◆ Goal of the exercise ◆
How many rows below contain the word "line"? Reply with the number alone.

◆ Data for the task ◆
++++++++++++++++++++
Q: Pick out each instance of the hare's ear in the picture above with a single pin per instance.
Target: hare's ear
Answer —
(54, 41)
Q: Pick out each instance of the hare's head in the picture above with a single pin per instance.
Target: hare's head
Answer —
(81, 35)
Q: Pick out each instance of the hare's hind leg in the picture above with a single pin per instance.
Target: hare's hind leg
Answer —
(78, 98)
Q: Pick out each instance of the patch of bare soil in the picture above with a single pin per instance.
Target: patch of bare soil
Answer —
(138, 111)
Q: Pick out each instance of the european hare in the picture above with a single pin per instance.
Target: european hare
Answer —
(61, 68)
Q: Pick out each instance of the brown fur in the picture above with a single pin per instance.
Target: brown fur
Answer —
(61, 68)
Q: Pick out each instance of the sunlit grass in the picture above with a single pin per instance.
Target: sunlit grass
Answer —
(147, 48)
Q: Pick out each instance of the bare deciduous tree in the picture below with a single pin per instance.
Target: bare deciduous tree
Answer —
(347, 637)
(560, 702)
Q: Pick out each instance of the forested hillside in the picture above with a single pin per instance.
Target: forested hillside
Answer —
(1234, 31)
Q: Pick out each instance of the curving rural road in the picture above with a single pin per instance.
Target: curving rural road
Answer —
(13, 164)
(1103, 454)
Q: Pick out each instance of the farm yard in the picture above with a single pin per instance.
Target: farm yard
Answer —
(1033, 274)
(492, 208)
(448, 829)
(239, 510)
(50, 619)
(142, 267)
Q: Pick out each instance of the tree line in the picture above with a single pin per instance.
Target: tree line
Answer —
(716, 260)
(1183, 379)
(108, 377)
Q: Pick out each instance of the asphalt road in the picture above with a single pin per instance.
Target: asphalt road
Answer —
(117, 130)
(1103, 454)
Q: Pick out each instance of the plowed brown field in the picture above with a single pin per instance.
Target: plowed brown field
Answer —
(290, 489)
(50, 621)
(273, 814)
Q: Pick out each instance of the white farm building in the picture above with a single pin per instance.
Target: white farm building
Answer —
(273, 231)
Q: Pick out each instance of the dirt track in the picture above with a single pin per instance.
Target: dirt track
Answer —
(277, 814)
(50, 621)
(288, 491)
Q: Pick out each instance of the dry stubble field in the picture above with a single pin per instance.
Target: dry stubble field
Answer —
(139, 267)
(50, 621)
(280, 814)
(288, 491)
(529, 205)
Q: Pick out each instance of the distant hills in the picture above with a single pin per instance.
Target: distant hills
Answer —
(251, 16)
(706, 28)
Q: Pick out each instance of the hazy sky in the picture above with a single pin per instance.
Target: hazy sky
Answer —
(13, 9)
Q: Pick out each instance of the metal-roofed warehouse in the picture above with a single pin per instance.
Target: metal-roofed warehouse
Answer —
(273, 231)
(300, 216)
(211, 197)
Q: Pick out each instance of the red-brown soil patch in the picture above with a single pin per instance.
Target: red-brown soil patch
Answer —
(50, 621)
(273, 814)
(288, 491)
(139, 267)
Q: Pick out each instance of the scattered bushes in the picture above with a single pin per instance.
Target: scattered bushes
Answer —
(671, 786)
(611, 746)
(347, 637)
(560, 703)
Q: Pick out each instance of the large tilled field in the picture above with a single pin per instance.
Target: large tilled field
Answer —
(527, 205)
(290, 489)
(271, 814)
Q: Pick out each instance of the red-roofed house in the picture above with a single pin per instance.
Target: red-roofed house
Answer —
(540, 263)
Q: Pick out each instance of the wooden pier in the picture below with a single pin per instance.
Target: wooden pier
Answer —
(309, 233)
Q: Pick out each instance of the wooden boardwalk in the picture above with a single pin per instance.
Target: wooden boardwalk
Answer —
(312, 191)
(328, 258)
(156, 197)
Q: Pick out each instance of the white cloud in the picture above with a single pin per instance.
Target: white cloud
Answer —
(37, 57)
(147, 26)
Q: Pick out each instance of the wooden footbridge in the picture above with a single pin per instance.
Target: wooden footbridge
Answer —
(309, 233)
++++++++++++++++++++
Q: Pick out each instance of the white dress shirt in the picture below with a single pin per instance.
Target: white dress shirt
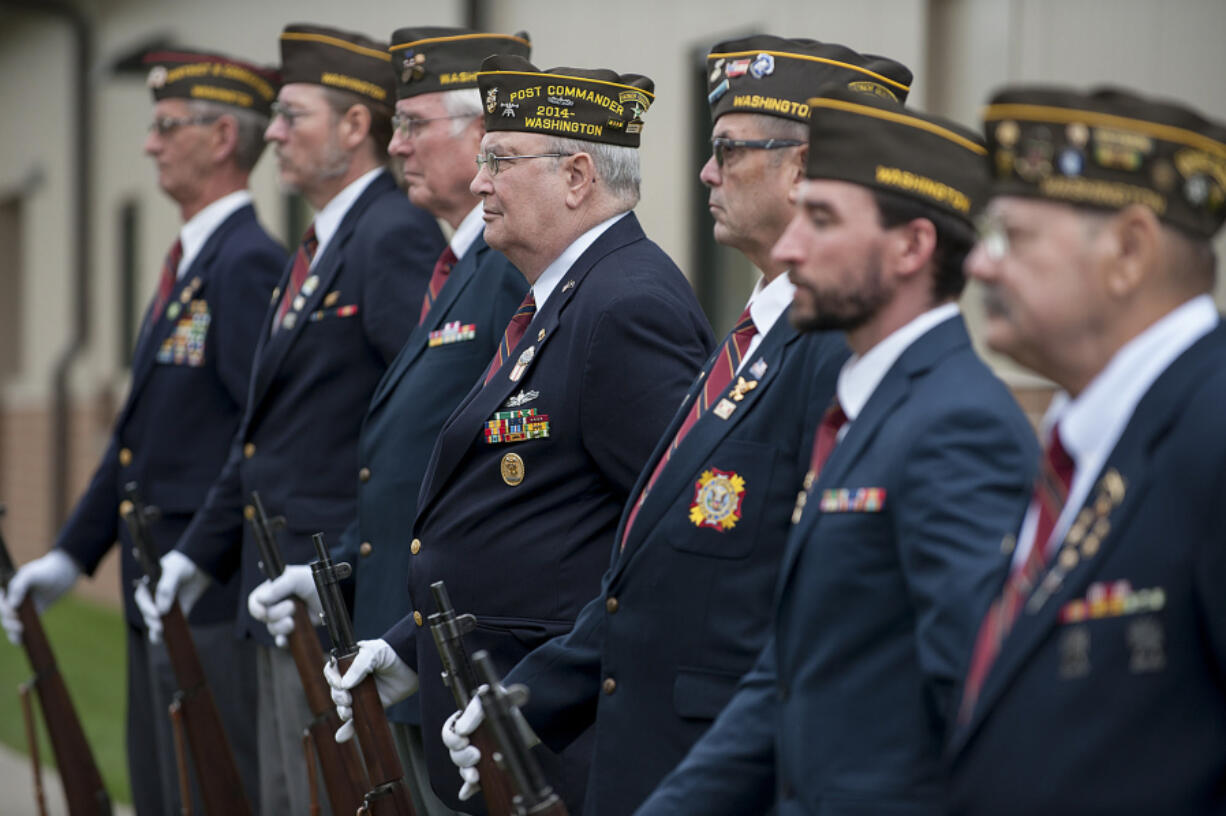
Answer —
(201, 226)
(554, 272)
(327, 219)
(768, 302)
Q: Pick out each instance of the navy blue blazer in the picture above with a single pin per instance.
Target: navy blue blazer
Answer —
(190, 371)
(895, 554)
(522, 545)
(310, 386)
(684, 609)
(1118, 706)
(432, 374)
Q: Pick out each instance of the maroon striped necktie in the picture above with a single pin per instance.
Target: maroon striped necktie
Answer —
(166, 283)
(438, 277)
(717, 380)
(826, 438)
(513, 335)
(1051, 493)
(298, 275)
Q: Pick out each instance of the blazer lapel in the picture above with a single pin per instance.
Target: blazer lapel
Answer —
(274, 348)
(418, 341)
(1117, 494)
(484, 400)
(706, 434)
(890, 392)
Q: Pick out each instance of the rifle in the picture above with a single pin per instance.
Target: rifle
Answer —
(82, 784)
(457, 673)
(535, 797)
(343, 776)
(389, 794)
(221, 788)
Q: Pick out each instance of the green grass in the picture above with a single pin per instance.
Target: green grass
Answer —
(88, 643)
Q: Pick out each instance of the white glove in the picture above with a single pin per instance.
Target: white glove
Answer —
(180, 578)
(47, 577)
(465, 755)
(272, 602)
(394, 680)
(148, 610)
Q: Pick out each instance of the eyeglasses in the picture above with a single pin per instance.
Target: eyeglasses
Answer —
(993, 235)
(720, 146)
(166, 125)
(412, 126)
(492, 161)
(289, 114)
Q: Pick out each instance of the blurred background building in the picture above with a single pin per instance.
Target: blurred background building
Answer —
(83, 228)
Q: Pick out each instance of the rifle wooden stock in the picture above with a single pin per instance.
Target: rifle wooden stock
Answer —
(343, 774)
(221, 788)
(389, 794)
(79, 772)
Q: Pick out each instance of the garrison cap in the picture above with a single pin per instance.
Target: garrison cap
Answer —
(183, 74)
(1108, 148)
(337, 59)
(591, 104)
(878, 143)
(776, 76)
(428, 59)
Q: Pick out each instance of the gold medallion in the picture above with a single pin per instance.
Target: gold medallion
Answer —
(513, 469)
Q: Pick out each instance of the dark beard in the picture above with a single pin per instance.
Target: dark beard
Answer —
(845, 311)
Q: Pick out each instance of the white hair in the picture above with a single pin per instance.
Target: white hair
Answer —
++++++++++++++++++++
◆ Correct response ◆
2